> **Dataset records**:
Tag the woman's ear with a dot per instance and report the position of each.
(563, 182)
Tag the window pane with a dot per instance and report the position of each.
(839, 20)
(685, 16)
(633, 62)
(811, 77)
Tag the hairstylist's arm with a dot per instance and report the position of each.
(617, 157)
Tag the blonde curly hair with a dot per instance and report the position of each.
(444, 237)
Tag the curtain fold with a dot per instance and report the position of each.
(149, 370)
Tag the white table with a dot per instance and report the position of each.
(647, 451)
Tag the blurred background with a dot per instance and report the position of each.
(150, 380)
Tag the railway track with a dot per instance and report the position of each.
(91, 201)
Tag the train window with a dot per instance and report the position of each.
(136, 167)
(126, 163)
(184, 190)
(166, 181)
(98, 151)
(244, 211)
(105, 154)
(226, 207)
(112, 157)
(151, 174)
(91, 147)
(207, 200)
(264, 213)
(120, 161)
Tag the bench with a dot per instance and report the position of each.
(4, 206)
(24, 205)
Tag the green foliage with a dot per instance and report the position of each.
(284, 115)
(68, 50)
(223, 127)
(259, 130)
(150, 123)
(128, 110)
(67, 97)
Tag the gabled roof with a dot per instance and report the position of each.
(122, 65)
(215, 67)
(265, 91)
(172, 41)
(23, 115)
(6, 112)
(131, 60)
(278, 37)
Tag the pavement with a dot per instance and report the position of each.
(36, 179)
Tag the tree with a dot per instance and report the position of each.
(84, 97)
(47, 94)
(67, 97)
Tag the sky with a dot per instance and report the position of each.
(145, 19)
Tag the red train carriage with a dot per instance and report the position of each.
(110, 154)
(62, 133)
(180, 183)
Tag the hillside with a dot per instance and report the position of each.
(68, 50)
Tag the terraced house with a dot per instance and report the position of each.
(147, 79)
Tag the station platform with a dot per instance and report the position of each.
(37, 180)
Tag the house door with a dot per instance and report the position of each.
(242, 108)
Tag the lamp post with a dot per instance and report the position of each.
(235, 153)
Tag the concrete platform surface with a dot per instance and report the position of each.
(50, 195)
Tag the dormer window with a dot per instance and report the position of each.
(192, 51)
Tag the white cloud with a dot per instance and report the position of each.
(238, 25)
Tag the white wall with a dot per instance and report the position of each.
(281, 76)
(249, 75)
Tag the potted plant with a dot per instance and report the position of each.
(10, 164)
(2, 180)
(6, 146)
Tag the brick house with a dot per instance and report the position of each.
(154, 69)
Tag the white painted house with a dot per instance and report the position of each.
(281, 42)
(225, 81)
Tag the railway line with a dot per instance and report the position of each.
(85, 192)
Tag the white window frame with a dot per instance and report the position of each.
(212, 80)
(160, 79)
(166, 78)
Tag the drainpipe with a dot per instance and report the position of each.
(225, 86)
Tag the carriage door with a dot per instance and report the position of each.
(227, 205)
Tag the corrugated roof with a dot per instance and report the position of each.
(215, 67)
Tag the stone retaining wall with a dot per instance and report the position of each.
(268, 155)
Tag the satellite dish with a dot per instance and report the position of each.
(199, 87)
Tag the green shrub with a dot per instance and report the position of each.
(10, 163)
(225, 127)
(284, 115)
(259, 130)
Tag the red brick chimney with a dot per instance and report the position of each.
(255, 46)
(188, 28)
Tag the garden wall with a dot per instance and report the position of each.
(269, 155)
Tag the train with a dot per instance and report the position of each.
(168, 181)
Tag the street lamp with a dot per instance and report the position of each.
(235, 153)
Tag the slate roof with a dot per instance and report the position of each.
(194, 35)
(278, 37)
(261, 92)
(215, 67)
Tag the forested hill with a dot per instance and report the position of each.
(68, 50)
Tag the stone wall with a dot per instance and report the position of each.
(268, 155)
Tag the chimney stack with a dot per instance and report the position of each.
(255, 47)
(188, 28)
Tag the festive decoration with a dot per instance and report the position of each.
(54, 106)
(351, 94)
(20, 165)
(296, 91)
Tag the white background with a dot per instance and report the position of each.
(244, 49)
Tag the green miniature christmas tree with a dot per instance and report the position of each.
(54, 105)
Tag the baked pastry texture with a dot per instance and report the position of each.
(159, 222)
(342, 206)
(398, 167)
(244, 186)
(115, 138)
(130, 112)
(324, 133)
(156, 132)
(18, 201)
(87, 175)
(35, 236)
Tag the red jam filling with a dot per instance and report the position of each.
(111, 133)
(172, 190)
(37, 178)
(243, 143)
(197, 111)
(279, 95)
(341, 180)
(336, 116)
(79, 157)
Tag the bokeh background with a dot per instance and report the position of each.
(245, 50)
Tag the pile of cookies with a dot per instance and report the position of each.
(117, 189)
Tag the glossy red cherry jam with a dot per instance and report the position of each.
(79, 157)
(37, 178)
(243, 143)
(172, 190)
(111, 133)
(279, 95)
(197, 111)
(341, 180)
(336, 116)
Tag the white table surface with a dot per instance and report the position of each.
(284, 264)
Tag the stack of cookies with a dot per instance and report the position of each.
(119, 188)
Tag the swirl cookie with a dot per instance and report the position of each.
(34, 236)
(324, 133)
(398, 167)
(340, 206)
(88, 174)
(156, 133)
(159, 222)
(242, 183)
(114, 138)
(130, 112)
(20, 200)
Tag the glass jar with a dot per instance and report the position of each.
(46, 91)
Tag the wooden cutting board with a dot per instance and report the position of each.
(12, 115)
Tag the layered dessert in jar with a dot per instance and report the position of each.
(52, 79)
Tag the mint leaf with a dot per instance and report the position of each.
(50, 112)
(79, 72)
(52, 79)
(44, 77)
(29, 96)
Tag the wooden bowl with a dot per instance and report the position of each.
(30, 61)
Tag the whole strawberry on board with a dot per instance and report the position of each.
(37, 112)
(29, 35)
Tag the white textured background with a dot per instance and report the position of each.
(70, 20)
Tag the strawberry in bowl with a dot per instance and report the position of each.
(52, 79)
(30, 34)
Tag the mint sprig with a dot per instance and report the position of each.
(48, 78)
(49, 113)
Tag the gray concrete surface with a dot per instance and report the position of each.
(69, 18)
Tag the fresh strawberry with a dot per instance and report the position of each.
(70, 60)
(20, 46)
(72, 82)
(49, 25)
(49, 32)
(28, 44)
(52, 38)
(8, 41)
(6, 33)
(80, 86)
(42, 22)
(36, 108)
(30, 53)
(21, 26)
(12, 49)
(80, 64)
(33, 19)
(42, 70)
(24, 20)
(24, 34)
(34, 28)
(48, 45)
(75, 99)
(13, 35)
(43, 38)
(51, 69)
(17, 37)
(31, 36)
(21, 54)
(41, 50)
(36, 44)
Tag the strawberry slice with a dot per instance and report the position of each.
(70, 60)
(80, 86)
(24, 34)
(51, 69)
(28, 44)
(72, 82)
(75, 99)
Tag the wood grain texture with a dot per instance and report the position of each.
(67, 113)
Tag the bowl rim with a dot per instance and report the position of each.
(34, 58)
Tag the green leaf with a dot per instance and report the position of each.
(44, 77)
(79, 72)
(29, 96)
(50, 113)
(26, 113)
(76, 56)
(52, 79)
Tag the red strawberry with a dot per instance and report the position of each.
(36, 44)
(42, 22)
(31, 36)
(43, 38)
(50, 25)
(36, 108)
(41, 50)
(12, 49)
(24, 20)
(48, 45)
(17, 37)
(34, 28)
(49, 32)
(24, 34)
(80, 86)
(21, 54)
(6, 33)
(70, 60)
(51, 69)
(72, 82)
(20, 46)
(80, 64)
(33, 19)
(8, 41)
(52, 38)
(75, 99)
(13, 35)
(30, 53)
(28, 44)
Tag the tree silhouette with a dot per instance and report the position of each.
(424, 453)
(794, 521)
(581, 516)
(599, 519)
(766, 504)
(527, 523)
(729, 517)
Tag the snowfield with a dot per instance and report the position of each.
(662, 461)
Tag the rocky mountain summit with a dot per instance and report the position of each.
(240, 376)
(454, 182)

--

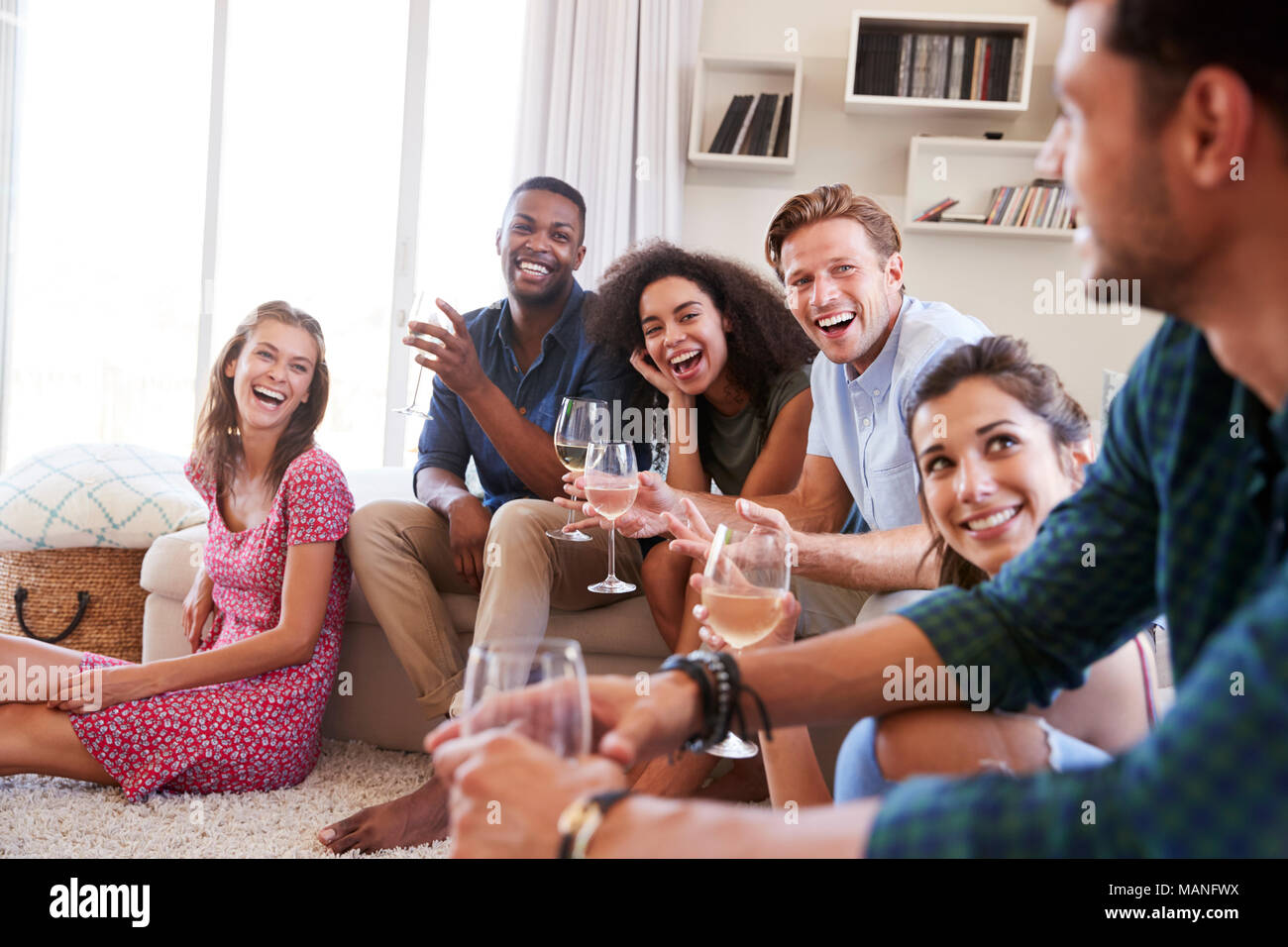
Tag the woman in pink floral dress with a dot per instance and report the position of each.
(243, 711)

> **Work to do**: Tally the lines in the records that contain the string "carriage". Reply with the number alone.

> **Answer below**: 2